■ Records for processing:
◇ ◇ ◇
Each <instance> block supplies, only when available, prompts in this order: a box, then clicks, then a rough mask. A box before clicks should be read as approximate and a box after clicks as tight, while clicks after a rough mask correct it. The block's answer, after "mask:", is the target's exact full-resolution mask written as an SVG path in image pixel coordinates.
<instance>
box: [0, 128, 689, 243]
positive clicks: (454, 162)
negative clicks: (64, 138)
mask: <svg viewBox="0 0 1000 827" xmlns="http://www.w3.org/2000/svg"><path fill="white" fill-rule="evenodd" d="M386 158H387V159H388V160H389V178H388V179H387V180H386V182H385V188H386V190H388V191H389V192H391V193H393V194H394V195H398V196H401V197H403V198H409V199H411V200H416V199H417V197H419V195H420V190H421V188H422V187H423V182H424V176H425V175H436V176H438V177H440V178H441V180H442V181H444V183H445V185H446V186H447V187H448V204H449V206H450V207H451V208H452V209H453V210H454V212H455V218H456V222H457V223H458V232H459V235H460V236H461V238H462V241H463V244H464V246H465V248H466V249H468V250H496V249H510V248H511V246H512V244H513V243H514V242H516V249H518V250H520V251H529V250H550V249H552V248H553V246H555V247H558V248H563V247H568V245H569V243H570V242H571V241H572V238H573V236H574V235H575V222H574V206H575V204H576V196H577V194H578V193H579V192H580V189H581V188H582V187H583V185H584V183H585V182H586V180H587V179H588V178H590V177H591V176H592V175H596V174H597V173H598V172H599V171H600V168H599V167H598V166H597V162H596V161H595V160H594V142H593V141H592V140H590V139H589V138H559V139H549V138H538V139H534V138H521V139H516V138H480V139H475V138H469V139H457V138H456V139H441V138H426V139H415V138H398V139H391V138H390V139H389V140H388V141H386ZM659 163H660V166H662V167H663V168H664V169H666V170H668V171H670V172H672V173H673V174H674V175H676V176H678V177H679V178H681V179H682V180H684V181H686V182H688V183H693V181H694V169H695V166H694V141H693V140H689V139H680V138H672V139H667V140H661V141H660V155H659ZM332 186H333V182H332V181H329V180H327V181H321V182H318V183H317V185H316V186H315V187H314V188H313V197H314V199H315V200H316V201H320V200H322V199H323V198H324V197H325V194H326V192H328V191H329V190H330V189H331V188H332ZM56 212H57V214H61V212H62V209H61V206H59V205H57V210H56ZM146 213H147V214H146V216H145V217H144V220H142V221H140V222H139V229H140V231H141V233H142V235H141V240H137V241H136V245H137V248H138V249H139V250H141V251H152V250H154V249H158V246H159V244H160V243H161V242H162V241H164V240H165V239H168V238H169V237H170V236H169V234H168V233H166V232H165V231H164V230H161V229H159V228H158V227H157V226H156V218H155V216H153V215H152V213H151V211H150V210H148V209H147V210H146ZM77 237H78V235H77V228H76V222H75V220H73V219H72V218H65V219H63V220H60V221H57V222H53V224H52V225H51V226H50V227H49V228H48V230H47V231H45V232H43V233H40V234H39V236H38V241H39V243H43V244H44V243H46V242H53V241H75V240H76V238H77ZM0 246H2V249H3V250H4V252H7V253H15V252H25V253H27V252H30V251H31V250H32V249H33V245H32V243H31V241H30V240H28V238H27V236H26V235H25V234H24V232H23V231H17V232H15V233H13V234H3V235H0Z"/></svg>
◇ ◇ ◇
■ Work item: The answer should be an exact copy of the data.

■ Answer below:
Each <instance> block supplies, only when available, prompts in this order: a box, then clicks, then a rough mask. A box before clicks should be read as approximate and a box after clicks as tight, while clicks after a rough mask correct it. The block's answer, after "mask:", is the target's exact full-resolution mask written as an SVG path in image pixel coordinates.
<instance>
box: [0, 128, 689, 243]
positive clicks: (454, 162)
negative clicks: (64, 138)
mask: <svg viewBox="0 0 1000 827" xmlns="http://www.w3.org/2000/svg"><path fill="white" fill-rule="evenodd" d="M386 158H387V159H388V160H389V178H388V179H387V180H386V182H385V188H386V190H388V191H389V192H391V193H393V194H394V195H398V196H401V197H403V198H409V199H411V200H416V199H417V197H419V195H420V190H421V188H422V187H423V182H424V176H425V175H436V176H438V177H440V178H441V180H442V181H444V183H445V185H446V186H447V187H448V204H449V206H450V207H451V208H452V209H453V210H454V212H455V218H456V222H457V223H458V232H459V235H460V236H461V238H462V241H463V244H464V246H465V248H466V249H468V250H496V249H510V248H511V246H512V244H513V243H514V242H516V249H518V250H520V251H529V250H550V249H552V248H553V246H555V247H558V248H563V247H568V245H569V243H570V242H571V241H572V238H573V236H574V235H575V222H574V206H575V204H576V196H577V194H578V193H579V192H580V189H581V188H582V187H583V185H584V183H585V182H586V180H587V179H588V178H590V177H591V176H592V175H596V174H597V173H598V172H599V171H600V168H599V167H598V166H597V162H596V161H595V160H594V142H593V141H592V140H590V139H589V138H559V139H549V138H538V139H534V138H521V139H516V138H480V139H475V138H469V139H457V138H456V139H441V138H426V139H415V138H398V139H391V138H390V139H389V140H388V141H386ZM659 163H660V166H662V167H663V168H664V169H666V170H668V171H670V172H672V173H673V174H674V175H676V176H678V177H679V178H681V179H682V180H684V181H686V182H688V183H693V181H694V169H695V166H694V141H693V140H689V139H680V138H672V139H667V140H661V141H660V155H659ZM332 186H333V182H332V181H329V180H327V181H321V182H318V183H317V185H316V186H315V187H314V188H313V197H314V199H315V200H316V201H320V200H322V199H323V198H324V197H325V194H326V192H328V191H329V190H330V189H331V188H332ZM56 212H57V214H61V212H62V209H61V206H59V205H57V210H56ZM146 213H147V214H146V216H145V217H144V220H142V221H140V222H139V229H140V231H141V233H142V235H141V240H137V241H136V245H137V248H138V249H139V250H141V251H152V250H154V249H158V246H159V244H160V243H161V242H162V241H164V240H165V239H168V238H169V237H170V236H169V234H168V233H166V232H165V231H164V230H161V229H159V228H158V227H157V226H156V218H155V216H153V215H152V213H151V211H150V210H148V209H147V210H146ZM77 237H78V235H77V228H76V222H75V220H73V219H72V218H65V219H63V220H60V221H57V222H53V224H52V225H51V226H50V227H49V228H48V230H47V231H45V232H43V233H40V234H39V236H38V241H39V243H43V244H44V243H46V242H53V241H75V240H76V238H77ZM0 246H2V249H3V250H4V252H7V253H15V252H25V253H27V252H30V251H31V250H32V249H33V245H32V243H31V241H30V240H28V238H27V236H26V235H25V234H24V232H23V231H17V232H15V233H13V234H3V235H0Z"/></svg>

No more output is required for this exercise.